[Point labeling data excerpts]
[BEGIN]

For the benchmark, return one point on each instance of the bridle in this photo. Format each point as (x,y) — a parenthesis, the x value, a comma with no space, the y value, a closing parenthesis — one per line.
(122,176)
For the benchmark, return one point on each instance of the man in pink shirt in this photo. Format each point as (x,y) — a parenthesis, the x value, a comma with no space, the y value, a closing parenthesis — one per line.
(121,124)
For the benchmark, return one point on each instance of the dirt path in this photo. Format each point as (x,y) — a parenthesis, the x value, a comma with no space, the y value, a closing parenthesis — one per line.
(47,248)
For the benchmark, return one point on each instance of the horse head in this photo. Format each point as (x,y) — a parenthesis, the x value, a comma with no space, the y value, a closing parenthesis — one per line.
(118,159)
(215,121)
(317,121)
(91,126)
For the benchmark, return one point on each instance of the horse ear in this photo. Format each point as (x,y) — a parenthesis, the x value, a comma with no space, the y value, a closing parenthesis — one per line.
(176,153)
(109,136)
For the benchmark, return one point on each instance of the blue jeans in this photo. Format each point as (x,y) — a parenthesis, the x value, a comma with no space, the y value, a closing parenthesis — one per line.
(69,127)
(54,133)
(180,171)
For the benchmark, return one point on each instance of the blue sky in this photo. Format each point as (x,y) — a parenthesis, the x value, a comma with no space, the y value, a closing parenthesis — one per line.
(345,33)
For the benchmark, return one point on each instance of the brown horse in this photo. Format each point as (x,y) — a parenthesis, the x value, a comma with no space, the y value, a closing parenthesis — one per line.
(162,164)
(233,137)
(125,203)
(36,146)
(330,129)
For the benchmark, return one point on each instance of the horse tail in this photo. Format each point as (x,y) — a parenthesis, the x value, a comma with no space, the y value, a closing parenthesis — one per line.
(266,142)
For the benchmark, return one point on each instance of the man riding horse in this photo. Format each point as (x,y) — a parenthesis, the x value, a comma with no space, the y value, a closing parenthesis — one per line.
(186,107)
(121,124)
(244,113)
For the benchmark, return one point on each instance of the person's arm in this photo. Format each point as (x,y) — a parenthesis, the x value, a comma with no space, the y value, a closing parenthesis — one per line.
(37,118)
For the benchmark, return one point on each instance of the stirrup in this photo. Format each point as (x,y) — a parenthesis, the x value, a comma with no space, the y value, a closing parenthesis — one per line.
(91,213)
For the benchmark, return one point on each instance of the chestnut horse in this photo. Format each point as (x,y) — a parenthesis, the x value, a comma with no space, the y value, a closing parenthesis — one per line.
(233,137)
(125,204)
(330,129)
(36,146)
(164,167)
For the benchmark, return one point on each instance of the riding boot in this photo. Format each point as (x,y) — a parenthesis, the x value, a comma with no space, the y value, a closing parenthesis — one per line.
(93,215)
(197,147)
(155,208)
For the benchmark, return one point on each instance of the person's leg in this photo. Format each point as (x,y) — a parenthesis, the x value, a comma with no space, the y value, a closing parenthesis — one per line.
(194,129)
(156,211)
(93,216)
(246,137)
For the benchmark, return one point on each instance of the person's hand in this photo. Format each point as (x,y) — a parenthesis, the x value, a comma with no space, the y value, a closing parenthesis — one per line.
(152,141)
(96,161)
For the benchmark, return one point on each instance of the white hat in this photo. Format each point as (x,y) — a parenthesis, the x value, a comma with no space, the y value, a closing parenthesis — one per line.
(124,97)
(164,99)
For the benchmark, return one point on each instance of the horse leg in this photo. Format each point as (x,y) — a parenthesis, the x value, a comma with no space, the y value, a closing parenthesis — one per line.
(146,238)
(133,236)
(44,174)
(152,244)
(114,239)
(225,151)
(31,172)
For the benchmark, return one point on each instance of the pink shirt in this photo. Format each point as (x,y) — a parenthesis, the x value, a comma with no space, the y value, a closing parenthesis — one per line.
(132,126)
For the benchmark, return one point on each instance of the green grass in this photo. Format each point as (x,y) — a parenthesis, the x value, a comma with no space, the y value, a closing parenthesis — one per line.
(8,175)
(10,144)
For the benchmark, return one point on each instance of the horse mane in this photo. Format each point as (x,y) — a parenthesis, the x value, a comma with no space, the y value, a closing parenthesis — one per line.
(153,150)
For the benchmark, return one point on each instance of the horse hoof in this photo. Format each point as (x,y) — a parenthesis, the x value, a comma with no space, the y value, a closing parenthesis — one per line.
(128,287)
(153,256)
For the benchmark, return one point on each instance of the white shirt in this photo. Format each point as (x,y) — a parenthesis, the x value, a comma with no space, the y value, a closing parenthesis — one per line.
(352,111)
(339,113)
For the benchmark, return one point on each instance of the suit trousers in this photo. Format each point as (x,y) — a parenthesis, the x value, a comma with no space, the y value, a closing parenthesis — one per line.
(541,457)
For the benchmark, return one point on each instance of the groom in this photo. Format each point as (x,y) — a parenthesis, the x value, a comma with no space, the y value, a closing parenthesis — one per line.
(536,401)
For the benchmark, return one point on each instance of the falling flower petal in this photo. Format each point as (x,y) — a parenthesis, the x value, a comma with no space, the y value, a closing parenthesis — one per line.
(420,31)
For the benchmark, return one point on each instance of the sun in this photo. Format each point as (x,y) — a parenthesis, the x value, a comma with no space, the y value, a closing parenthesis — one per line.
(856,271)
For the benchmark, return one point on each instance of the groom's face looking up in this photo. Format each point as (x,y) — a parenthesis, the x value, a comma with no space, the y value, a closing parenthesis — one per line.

[END]

WRITTEN PROBLEM -
Can you reproduce the data, unchanged, from the line containing "sun in this" through the last line of the data?

TASK SOLUTION -
For the benchmark, return one point on each instance of the sun in this photo. Format each point as (x,y) — a parenthesis, the x value, a comma with no space, the y value, a closing parenthesis — one per line.
(856,271)
For the benchmark, return one point on each instance of the groom's face looking up in this photo. Format each point as (x,y) — a parenthesis, the x value, a comma with no space, the y value, a closing parenthesis — one per line.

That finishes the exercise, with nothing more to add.